PASSAGE SHOWN
%%

The period of critique of professions and analysis of professionalization projects, which Sciulli and others have characterized as neo-Weberian, has been followed by a period of re-evaluation (e.g. Freidson 2001). In the 1990s researchers began to reassess the significance of professionalism and its positive (as well as negative) contributions for clients and practitioners, as well as for social systems. To an extent this indicates a return to professionalism as normative value, an interpretation which was prominent in earlier analyses (e.g. Durkheim, see 1992; Tawney 1921; Carr-Saunders & Wilson 1933; Marshall 1950; Parsons 1951), but in addition there are new directions in the analysis.

One result of this return and re-appraisal is a more balanced assessment of professionalism as a normative value. Thus, in addition to protecting their own market position through controlling the license to practice and protecting their elite positions, professionalism might also represent a distinctive form of decentralized occupational control or ‘moral occupational community' which could be important in civil society (Durkheim, see 1992). It has also been argued that the public interest and professional self-interest are not necessarily at opposite ends of a continuum and that the pursuit of self-interests may be compatible with advancing the public interest (Saks 1995). Professionalism might also work to create and represent distinct professional values or moral obligations which restrain excessive competition and encourage co-operation (Dingwall 1996).

%%

DATASET RECORDS
%%

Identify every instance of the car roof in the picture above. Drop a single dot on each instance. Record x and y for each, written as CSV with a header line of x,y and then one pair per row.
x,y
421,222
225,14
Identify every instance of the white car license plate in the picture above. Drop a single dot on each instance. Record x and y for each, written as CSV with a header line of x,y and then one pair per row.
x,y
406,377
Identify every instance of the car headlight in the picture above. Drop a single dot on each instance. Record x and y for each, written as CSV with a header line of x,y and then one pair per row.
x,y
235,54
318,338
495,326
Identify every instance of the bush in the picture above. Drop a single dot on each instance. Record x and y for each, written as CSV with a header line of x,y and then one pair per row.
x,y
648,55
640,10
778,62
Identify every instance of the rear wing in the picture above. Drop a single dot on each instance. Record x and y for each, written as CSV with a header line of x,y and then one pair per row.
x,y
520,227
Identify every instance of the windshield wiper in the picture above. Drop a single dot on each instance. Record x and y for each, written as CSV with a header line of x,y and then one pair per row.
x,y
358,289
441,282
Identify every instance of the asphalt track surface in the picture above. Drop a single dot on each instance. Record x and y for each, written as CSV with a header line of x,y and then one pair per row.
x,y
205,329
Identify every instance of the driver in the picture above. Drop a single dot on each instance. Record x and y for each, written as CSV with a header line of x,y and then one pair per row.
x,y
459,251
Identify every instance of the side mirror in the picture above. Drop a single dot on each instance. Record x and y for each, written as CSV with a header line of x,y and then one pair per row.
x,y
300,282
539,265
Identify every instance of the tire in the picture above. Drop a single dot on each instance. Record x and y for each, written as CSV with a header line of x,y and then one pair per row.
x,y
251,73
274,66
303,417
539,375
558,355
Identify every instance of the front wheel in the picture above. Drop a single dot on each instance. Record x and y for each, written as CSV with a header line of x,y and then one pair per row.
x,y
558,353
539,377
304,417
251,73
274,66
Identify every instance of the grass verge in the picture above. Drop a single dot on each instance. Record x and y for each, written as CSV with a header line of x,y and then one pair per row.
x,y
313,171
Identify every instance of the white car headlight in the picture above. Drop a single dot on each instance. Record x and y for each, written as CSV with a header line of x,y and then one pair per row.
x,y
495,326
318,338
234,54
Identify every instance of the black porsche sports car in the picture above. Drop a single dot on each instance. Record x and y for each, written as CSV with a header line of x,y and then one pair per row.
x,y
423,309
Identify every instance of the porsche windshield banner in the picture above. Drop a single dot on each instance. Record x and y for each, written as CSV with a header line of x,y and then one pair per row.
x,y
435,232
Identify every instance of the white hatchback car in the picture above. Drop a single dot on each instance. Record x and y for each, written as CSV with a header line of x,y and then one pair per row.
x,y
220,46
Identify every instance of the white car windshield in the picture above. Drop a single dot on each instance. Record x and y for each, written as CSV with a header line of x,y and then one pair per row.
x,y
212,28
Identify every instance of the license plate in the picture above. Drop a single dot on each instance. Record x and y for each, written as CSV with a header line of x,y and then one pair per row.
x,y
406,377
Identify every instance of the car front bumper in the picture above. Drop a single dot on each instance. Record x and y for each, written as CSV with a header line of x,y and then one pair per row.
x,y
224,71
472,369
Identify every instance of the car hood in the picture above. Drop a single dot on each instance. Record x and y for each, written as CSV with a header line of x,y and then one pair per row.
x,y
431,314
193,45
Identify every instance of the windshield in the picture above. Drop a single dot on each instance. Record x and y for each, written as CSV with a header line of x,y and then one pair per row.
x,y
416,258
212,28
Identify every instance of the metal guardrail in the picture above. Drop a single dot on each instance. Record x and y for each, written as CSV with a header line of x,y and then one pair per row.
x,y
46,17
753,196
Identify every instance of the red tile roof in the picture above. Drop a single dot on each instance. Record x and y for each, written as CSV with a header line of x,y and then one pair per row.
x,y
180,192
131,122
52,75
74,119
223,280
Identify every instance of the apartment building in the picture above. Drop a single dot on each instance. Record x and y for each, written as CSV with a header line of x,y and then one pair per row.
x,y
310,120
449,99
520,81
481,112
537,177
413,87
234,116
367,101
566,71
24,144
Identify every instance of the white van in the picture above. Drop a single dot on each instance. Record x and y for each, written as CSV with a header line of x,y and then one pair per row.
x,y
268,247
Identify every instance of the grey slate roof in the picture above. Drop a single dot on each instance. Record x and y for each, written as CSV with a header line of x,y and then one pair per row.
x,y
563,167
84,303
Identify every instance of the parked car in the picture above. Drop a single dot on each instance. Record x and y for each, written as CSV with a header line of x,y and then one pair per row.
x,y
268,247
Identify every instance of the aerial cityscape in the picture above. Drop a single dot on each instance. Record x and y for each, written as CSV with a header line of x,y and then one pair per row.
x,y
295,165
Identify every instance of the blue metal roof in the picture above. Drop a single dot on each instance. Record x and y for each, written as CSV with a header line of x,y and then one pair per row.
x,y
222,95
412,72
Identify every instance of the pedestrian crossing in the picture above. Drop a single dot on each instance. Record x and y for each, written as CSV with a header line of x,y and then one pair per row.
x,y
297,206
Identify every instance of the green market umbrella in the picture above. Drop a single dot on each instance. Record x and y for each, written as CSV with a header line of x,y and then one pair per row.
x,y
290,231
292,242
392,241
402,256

%%

EXERCISE TASK
Say whether each statement agrees with the passage on professionalism, answering yes or no and quoting the words that decide it: (a) researchers started to reassess the significance of professionalism in the 1990s; (b) Saks held that the public interest and professional self-interest are necessarily at opposite ends of a continuum; (c) Dingwall suggested that professional values encourage excessive competition. Rely only on the passage on professionalism.

RESULT FOR THIS EXERCISE
(a) Yes: "In the 1990s researchers began to reassess the significance of professionalism"
(b) No: "the public interest and professional self-interest are not necessarily at opposite ends of a continuum"
(c) No: "restrain excessive competition and encourage co-operation"